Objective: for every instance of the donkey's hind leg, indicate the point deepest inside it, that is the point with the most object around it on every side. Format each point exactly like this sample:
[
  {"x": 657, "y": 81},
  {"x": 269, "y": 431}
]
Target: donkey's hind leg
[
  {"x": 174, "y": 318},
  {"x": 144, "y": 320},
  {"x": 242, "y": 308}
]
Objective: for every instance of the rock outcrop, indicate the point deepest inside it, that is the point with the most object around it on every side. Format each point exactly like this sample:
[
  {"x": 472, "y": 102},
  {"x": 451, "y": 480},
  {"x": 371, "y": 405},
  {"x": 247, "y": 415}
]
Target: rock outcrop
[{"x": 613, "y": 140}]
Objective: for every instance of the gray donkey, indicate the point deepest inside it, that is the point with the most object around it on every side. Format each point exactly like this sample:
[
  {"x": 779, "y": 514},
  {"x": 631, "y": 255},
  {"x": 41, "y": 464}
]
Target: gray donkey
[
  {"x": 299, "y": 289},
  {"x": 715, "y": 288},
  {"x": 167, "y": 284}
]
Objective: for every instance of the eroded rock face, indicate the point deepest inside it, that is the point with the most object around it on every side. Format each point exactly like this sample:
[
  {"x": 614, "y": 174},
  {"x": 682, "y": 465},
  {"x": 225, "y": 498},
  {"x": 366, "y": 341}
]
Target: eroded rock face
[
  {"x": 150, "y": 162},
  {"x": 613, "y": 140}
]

* * * * * * * * *

• Your goal
Please reproduce the material in its entirety, exactly as it stands.

• Response box
Objective: for every instance of the donkey's hind leg, indicate the point deepest inside it, that is the point with the most object around it on every side. Format each point exactly like this sample:
[
  {"x": 657, "y": 81},
  {"x": 269, "y": 431}
]
Target: donkey's hind leg
[
  {"x": 174, "y": 318},
  {"x": 144, "y": 320},
  {"x": 242, "y": 308}
]
Objective: for every instance of the rock outcrop, indicate the point deepest inside it, that is the point with the most object around it on every side. Format each point exactly like this sample:
[
  {"x": 472, "y": 102},
  {"x": 451, "y": 480},
  {"x": 371, "y": 405},
  {"x": 247, "y": 415}
]
Target: rock outcrop
[{"x": 613, "y": 140}]
Objective: for every instance of the gray donkey, indicate the point deepest inside it, that is the point with the most object around it on every side. Format each point exactly like this sample:
[
  {"x": 779, "y": 514},
  {"x": 631, "y": 255},
  {"x": 41, "y": 464}
]
Target: gray donkey
[
  {"x": 299, "y": 289},
  {"x": 715, "y": 288},
  {"x": 167, "y": 284}
]
Objective: for every instance of the eroded rock face, indicate the point deepest inside it, that is the point with the most object around it on every side. Format each point exactly like this sample:
[
  {"x": 614, "y": 174},
  {"x": 682, "y": 465},
  {"x": 225, "y": 498},
  {"x": 366, "y": 341}
]
Target: eroded rock face
[
  {"x": 150, "y": 162},
  {"x": 613, "y": 140}
]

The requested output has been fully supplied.